> _What you have to do_: State how many lines in the records below contain the string "item", counting only matches with the same case. Reply with the number alone.

Part of a data file:
—————

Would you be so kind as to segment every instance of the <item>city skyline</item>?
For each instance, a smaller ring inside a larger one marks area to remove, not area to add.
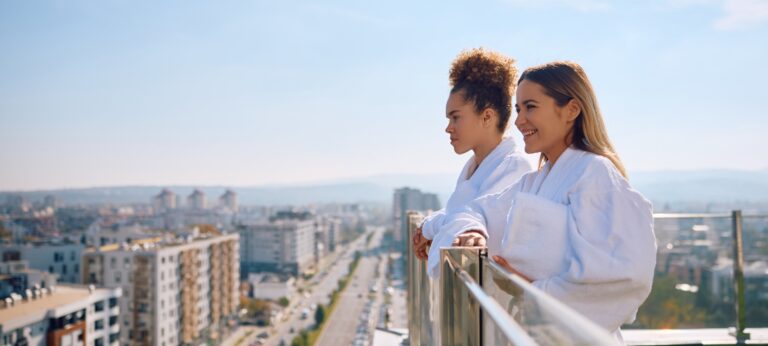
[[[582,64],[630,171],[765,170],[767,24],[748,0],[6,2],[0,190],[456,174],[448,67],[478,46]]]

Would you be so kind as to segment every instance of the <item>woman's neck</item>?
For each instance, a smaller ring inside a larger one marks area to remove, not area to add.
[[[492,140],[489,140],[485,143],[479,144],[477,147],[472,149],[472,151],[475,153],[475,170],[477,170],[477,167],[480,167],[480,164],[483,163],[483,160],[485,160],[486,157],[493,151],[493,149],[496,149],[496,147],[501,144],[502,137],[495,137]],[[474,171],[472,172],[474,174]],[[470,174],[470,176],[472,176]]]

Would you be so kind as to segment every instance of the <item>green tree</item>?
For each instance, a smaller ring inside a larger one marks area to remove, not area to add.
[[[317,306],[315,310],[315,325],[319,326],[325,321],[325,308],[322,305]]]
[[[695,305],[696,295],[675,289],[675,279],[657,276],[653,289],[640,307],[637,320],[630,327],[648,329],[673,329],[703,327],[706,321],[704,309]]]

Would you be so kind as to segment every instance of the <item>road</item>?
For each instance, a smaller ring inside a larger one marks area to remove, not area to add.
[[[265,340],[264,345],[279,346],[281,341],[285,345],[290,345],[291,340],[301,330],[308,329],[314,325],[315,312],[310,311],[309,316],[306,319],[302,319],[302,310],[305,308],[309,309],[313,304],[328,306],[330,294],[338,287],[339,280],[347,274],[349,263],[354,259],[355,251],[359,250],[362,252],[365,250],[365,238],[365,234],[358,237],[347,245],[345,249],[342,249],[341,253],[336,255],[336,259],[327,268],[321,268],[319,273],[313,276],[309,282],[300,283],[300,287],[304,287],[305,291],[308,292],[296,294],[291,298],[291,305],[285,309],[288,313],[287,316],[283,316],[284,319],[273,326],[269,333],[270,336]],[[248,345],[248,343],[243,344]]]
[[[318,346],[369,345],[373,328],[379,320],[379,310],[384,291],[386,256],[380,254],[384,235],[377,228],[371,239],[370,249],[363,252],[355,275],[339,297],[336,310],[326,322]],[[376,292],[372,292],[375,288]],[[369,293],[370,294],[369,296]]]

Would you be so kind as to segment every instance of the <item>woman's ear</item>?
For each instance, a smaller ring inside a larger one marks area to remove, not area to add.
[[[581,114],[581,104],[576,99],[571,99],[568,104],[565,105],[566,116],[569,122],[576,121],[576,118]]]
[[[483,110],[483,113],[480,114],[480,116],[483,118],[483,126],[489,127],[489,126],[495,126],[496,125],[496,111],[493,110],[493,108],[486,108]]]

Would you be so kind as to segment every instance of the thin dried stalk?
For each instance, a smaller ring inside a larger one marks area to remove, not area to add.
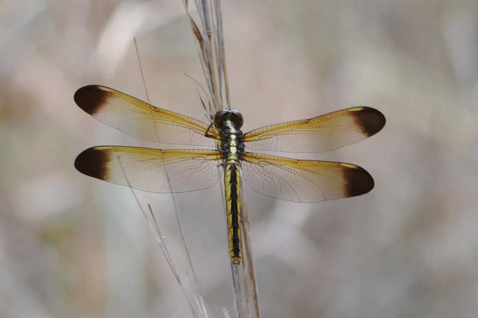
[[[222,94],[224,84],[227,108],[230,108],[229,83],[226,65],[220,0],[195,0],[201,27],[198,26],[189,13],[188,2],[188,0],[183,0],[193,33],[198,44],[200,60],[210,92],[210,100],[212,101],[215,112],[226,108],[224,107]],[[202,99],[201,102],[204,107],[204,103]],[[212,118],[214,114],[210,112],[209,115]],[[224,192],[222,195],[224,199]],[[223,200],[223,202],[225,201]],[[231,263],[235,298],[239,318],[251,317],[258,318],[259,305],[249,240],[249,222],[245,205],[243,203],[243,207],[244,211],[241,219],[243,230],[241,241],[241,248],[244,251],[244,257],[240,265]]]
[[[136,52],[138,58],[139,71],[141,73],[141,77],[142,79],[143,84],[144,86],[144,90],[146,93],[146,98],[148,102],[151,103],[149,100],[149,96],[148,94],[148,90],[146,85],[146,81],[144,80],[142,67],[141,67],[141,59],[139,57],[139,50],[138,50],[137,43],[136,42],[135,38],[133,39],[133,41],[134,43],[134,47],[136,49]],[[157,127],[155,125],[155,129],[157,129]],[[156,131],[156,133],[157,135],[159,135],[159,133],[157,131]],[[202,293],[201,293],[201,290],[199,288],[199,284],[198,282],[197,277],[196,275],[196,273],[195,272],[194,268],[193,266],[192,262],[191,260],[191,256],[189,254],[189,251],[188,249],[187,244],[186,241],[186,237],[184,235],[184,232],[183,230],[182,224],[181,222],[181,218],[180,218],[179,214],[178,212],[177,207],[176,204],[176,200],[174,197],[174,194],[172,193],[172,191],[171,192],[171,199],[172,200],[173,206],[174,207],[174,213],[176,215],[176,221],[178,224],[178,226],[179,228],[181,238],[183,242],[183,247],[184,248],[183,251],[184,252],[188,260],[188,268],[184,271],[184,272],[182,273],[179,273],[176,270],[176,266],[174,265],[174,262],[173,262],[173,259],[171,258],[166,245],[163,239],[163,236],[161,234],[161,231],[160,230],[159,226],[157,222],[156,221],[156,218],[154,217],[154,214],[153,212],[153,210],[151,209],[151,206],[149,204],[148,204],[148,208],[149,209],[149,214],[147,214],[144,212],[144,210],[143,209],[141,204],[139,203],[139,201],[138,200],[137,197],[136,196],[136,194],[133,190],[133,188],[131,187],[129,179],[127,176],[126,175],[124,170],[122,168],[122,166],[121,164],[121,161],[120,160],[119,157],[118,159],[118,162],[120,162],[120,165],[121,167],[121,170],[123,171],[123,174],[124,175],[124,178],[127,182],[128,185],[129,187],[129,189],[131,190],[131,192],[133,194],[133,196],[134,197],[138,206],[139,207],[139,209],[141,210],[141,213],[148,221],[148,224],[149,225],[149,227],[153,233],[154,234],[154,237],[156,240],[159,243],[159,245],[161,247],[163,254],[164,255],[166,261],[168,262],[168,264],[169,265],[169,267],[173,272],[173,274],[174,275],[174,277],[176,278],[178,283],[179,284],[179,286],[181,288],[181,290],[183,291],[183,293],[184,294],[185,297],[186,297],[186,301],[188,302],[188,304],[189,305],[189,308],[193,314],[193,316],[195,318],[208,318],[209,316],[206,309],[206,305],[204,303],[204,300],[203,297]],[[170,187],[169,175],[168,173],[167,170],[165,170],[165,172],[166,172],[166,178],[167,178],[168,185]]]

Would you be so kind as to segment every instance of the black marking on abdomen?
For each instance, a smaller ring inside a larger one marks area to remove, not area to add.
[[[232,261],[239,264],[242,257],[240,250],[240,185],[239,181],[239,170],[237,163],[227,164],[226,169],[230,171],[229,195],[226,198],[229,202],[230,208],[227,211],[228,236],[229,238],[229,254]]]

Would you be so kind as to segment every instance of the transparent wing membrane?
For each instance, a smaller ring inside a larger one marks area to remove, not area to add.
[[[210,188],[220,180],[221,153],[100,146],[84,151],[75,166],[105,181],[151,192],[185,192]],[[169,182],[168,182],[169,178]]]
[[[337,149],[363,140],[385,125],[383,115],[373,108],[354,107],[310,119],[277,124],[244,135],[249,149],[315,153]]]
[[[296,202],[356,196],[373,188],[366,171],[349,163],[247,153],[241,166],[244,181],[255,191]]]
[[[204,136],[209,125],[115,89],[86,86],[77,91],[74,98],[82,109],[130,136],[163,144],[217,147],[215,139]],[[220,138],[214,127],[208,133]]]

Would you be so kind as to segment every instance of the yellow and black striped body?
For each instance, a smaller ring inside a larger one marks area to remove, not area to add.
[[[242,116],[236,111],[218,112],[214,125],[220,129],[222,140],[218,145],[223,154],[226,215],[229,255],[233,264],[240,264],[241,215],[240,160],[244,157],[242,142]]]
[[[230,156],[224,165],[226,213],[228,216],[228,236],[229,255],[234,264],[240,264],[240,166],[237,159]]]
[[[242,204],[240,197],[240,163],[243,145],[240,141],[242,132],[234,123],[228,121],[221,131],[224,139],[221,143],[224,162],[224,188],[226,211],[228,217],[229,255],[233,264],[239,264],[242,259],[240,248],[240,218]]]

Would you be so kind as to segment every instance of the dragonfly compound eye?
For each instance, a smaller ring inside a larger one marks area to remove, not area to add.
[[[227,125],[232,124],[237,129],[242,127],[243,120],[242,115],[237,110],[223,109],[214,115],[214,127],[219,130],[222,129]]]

—————

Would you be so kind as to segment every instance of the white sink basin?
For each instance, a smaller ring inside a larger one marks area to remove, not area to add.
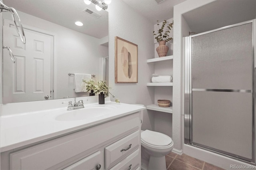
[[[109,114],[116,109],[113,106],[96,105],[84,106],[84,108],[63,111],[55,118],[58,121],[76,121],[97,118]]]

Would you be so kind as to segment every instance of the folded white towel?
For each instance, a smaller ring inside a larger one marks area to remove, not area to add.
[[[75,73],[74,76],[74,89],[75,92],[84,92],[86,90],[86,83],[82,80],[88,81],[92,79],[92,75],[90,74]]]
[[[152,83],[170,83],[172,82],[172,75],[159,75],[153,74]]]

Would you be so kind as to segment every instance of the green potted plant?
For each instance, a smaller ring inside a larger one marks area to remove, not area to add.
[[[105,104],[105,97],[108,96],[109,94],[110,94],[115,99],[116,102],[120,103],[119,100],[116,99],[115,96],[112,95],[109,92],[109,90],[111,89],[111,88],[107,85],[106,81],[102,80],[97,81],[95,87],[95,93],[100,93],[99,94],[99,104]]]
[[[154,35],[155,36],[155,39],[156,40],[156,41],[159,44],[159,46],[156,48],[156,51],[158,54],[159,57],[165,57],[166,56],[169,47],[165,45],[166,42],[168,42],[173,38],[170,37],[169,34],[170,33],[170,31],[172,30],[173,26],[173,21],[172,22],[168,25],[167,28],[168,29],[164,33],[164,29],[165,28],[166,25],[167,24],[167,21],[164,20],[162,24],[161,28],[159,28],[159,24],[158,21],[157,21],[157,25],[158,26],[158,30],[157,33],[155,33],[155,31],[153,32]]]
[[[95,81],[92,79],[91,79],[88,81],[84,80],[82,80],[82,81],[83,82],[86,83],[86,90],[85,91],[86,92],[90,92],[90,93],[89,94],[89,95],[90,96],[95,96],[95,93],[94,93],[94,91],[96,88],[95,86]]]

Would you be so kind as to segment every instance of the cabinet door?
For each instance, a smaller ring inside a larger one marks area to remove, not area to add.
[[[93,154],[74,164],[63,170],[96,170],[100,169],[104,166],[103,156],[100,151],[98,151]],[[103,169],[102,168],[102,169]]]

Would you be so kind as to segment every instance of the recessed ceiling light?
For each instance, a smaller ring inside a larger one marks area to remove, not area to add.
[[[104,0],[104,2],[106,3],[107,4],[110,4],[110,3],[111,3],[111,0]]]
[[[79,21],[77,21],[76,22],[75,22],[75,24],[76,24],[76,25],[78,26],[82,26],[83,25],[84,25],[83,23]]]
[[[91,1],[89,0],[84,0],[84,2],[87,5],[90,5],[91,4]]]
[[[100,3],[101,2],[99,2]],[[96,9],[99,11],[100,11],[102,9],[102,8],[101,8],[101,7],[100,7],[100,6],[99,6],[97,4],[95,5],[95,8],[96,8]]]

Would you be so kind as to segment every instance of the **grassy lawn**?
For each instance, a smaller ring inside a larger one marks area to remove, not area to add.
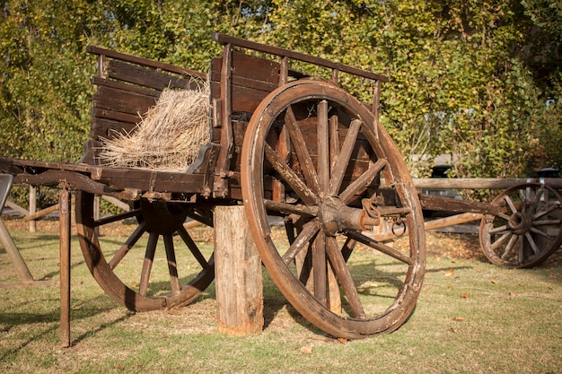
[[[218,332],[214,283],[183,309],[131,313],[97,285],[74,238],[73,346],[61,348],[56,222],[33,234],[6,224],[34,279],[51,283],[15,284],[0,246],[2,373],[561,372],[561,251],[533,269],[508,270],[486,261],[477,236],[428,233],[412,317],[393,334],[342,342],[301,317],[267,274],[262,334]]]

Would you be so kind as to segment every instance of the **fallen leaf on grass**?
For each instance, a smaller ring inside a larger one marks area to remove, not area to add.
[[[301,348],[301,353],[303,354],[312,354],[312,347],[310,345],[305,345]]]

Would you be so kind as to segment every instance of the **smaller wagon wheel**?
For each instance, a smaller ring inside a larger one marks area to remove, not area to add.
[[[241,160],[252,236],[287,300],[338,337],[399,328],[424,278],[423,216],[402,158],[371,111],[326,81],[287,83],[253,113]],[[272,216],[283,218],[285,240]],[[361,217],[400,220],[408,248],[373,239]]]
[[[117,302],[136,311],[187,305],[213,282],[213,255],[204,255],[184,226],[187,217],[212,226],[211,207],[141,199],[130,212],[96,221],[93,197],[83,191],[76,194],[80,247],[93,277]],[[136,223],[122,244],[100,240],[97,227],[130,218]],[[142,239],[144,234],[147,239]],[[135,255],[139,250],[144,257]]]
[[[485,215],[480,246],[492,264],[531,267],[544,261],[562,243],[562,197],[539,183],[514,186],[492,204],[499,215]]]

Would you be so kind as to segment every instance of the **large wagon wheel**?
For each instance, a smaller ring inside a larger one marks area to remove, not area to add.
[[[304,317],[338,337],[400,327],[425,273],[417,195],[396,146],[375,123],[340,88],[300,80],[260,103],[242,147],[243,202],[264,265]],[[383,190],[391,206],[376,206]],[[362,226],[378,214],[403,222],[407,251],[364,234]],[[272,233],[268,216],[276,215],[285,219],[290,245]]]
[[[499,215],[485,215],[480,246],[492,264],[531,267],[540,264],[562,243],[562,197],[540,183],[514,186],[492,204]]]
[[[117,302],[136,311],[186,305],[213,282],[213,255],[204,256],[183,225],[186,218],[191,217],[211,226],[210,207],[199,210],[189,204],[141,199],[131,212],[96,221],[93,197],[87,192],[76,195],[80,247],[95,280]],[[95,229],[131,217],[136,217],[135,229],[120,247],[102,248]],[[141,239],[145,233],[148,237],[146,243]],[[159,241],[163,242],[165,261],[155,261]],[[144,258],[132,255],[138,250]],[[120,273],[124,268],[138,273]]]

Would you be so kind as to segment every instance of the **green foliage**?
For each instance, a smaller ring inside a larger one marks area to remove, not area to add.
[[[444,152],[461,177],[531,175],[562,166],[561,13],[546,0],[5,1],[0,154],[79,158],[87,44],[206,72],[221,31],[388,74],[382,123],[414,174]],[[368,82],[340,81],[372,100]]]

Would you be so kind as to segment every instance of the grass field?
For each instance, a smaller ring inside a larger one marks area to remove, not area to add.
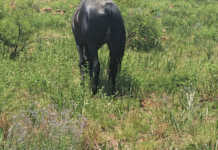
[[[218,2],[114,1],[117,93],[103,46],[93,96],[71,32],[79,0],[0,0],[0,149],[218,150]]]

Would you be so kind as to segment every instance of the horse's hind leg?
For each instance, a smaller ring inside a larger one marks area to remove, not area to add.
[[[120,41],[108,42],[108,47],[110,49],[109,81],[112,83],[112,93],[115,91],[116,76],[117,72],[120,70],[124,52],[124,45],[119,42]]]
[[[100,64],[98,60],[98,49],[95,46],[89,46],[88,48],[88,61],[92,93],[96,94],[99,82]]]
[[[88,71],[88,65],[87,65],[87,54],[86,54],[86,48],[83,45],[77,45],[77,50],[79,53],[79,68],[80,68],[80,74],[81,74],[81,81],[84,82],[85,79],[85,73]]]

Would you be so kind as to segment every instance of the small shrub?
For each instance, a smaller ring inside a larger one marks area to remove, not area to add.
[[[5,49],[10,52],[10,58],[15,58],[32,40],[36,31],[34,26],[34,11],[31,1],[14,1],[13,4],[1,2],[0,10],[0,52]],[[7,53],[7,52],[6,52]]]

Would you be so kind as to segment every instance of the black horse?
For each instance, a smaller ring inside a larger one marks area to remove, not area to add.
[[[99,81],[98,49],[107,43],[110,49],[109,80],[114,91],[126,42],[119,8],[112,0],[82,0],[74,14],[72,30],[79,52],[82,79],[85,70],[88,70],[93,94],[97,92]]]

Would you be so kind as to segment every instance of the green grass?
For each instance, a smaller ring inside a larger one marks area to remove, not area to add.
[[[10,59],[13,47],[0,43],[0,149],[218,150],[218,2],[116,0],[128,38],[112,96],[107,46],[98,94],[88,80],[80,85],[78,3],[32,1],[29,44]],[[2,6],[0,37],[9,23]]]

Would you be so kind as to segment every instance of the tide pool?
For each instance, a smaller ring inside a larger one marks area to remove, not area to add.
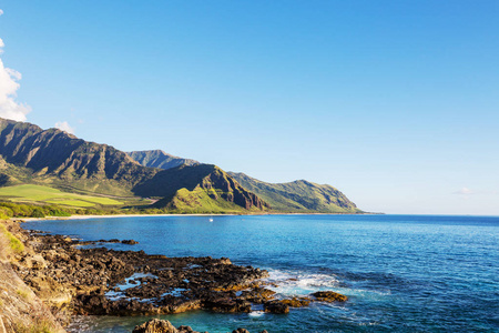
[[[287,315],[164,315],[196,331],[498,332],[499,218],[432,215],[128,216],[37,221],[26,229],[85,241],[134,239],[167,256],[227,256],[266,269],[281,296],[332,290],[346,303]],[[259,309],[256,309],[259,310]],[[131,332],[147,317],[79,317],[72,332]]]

—————

> _Task output_: 5